What lines in the material hold the string "glacier"? Return every one of them.

··· Input

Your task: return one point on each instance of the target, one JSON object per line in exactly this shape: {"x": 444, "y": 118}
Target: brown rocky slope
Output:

······
··· Input

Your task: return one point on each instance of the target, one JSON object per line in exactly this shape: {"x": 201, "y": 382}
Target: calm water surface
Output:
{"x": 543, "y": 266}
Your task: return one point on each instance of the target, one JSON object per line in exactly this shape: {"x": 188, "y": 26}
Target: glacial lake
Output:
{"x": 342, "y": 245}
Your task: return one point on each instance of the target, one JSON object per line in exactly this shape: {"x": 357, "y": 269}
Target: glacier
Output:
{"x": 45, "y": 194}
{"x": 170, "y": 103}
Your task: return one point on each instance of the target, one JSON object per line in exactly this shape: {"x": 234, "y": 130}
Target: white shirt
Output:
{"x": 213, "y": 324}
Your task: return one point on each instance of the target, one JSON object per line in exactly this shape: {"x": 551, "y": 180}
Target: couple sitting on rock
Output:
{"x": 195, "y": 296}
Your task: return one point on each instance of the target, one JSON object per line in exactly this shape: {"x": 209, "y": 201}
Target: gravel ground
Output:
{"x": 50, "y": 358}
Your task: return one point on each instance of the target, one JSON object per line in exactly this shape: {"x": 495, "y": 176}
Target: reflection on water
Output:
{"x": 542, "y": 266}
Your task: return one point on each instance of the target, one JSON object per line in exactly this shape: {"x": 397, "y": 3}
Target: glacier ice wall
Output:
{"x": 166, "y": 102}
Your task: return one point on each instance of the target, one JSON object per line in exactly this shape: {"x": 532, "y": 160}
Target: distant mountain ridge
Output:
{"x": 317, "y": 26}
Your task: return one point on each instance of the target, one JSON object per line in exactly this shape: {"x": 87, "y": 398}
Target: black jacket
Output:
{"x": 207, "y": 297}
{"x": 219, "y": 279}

······
··· Input

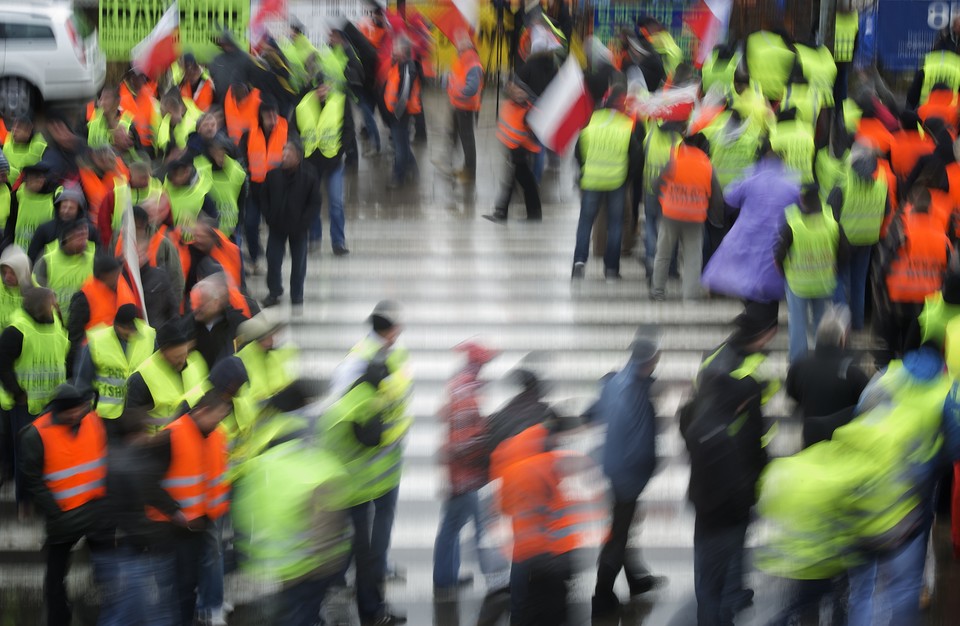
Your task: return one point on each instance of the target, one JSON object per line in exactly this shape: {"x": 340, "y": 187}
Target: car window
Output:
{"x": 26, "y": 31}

······

:: Exercise output ::
Target: glacier
Target: glacier ice wall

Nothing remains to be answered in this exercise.